Was bedeutet Erfolg?

Diese Frage stellte sich Redakteurin Kirsten Ahrling. Wie viele Teenager träumte sie einst von sportlichen Erfolgen im Sattel. Ehrgeizig ist sie heute immer noch. Aber ihre Definition von Erfolg hat sich verändert.

Für manche Reiter bedeutet Erfolg, über eine bestimmte Hindernishöhe zu springen oder eine Schleife auf dem Turnier zu holen.

An dieser Stelle beschäftigen wir uns mit Themen, die uns Reiter bewegen. Manche Fragen stellen wir uns bewusst, andere durchkreuzen hin und wieder unsere Gedanken, bleiben aber oft unbeantwortet. Wir sprechen sie an.

Mit 14 dachte ich noch, ich werde eines Tages Olympiasiegerin. Oder zumindest erfolgreich in der schweren Klasse. Irgendwann. Ich bräuchte nur endlich einmal das passende Pferd. Und ich müsste genug trainieren. Man konnte mir als Teenager ja so einiges vorwerfen, mangelnden Ehrgeiz im Sattel aber sicher nicht.

● ENTNOMMENES MATERIAL
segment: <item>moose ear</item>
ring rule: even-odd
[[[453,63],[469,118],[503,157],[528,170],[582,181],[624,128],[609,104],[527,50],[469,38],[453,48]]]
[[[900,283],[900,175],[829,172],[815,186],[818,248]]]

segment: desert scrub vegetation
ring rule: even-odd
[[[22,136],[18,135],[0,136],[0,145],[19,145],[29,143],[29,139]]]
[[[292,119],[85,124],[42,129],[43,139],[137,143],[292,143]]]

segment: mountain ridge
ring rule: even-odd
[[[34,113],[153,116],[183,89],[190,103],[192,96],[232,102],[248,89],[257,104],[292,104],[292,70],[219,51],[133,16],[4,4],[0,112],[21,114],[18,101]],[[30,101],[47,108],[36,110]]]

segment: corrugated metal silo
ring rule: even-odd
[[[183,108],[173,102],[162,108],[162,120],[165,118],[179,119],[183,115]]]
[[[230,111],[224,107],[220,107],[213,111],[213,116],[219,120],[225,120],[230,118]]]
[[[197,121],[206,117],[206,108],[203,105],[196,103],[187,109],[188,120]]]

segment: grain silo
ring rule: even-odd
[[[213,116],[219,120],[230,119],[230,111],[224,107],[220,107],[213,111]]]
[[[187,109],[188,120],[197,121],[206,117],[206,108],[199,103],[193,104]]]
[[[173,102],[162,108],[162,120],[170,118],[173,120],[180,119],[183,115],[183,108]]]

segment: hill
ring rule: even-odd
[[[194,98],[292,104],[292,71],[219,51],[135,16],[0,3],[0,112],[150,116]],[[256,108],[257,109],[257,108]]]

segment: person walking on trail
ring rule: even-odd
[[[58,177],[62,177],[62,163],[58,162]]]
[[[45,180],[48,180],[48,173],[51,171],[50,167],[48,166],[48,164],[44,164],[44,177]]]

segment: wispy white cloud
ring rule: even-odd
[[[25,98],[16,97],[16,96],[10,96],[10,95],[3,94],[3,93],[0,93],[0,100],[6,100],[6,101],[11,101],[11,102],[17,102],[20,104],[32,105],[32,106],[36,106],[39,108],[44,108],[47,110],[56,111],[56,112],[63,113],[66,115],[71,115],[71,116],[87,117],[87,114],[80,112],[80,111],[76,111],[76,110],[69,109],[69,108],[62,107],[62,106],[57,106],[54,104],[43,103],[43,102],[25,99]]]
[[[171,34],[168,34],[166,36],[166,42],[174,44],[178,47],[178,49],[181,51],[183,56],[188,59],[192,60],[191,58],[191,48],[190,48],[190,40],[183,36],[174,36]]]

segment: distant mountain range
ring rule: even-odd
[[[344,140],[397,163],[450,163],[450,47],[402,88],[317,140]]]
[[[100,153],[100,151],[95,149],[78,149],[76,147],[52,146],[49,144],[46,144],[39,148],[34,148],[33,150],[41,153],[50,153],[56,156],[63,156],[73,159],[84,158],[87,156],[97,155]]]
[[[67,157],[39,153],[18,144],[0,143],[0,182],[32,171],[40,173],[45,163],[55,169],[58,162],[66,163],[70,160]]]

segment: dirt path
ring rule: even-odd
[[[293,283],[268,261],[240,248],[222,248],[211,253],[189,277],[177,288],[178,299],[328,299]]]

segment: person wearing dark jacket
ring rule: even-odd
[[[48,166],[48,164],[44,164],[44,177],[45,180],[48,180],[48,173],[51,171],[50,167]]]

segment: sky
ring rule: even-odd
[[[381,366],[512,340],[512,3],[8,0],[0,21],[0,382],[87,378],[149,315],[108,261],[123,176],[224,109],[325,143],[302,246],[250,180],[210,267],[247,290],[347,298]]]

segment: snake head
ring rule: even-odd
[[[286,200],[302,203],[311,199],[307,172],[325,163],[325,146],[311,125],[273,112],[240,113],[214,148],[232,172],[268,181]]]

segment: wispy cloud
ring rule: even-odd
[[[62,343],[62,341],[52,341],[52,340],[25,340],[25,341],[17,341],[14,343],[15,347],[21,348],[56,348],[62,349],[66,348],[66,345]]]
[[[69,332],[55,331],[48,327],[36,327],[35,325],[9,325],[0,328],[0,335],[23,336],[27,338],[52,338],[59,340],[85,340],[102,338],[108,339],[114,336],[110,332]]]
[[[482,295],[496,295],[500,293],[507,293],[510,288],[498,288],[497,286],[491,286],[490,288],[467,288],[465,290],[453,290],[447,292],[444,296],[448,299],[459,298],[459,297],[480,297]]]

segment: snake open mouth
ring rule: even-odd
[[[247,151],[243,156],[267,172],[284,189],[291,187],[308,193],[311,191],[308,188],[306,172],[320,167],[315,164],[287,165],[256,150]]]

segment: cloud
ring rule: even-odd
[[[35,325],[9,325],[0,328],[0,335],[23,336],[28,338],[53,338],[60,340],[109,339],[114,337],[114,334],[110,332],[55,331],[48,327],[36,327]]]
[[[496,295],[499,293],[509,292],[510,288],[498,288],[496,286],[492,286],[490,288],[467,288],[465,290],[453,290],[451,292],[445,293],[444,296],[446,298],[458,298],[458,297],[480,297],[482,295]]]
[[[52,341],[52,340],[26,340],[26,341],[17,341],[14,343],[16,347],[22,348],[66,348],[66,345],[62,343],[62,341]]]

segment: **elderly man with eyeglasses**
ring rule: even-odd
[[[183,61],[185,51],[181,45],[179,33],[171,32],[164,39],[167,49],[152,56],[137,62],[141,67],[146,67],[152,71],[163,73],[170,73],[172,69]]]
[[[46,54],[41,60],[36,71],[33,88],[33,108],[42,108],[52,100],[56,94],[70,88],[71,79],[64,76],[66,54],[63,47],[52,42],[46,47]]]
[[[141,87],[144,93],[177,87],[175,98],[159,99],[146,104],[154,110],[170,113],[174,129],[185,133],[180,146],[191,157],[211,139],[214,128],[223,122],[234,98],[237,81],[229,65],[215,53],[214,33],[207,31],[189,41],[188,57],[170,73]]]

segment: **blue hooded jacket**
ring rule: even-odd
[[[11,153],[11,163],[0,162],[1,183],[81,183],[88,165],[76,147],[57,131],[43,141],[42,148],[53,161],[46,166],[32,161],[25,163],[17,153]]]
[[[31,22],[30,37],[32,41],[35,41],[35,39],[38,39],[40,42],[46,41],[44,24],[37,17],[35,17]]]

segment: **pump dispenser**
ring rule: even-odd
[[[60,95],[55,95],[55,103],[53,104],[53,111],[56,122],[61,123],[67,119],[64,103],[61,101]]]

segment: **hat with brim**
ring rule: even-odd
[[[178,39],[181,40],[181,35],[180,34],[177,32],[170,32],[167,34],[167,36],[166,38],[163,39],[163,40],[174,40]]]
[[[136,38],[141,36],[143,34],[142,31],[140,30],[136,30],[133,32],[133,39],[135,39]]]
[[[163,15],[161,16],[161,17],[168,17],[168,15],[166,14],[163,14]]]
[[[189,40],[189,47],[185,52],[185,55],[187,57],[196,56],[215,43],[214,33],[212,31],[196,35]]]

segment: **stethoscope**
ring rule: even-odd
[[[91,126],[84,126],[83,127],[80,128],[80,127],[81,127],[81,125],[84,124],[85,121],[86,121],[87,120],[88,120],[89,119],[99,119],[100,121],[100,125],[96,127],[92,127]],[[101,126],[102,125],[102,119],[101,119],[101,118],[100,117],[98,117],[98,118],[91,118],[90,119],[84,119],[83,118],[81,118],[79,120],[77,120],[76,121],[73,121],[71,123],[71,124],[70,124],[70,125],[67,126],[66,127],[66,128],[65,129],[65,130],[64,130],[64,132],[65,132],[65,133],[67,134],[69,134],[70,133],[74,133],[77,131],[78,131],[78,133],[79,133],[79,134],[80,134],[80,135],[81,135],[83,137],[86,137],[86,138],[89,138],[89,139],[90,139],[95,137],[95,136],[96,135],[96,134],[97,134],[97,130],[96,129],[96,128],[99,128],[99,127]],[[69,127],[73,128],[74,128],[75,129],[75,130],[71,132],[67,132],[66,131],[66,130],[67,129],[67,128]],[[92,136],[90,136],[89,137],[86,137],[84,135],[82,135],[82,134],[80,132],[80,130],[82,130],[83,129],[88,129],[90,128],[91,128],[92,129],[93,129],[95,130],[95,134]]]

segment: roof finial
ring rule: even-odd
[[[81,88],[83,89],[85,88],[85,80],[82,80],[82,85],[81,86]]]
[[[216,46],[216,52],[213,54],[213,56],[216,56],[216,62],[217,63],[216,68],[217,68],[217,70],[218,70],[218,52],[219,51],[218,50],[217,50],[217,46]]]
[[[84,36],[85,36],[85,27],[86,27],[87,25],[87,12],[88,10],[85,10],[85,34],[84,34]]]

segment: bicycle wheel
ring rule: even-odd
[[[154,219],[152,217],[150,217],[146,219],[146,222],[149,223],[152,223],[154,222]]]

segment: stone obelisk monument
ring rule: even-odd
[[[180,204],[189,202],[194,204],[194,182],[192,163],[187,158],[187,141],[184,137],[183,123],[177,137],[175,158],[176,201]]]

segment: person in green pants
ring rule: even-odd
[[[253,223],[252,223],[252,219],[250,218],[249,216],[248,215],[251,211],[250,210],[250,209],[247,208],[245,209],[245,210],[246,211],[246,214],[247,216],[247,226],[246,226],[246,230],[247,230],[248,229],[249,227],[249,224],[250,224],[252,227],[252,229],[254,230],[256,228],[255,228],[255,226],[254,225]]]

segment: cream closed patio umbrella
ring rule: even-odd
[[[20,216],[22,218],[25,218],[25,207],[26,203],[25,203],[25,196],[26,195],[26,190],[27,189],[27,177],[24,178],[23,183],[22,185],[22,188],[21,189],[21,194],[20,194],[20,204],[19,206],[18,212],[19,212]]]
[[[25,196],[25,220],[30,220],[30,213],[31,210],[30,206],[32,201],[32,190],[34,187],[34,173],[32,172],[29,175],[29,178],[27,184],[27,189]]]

● AUFGABE 1
Beantworte zum Text über Erfolg im Reitsport die folgenden Fragen:
(a) Wer stellte sich die Frage, was Erfolg bedeutet?
(b) Was bedeutet Erfolg für manche Reiter?
(c) Was dachte die Ich-Person mit 14, was sie eines Tages werden würde?
● AUFGABE 2
Erkläre anhand des Textes über Erfolg im Reitsport, was die Ich-Person als Teenager ihrer Meinung nach noch brauchte, um erfolgreich zu werden.
● AUFGABE 3
Schreibe den Text über Erfolg im Reitsport weiter.
Die Einträge spielen hier keine Rolle.

● SCHRIFTLICHE ANTWORT 1
(a) Redakteurin Kirsten Ahrling.
(b) Über eine bestimmte Hindernishöhe zu springen oder eine Schleife auf dem Turnier zu holen.
(c) Olympiasiegerin.

● SCHRIFTLICHE ANTWORT 2
Sie glaubte, sie bräuchte nur endlich einmal das passende Pferd. Außerdem müsste sie genug trainieren.

● SCHRIFTLICHE ANTWORT 3
Im Laufe der Jahre schraubte ich meine Erwartungen herunter. Gut auf L-Niveau unterwegs zu sein, hat ja auch was, dachte ich mir. Es muss schließlich nicht jeder S reiten. Zwischenzeitlich hatte ich das Anreiten junger Reitponys für mich entdeckt. Eine Arbeit, mit vielen kleinen Erfolgserlebnissen. Denn die gutmütigen, schlauen Ponys lernten schnell. Das war ganz nach meinem Geschmack. Ich definierte meinen Erfolg kurzerhand um. Und rechtfertigte vor mir selbst: Wenn du immer nur die Jungen reitest, kannst du schließlich nicht weiterkommen.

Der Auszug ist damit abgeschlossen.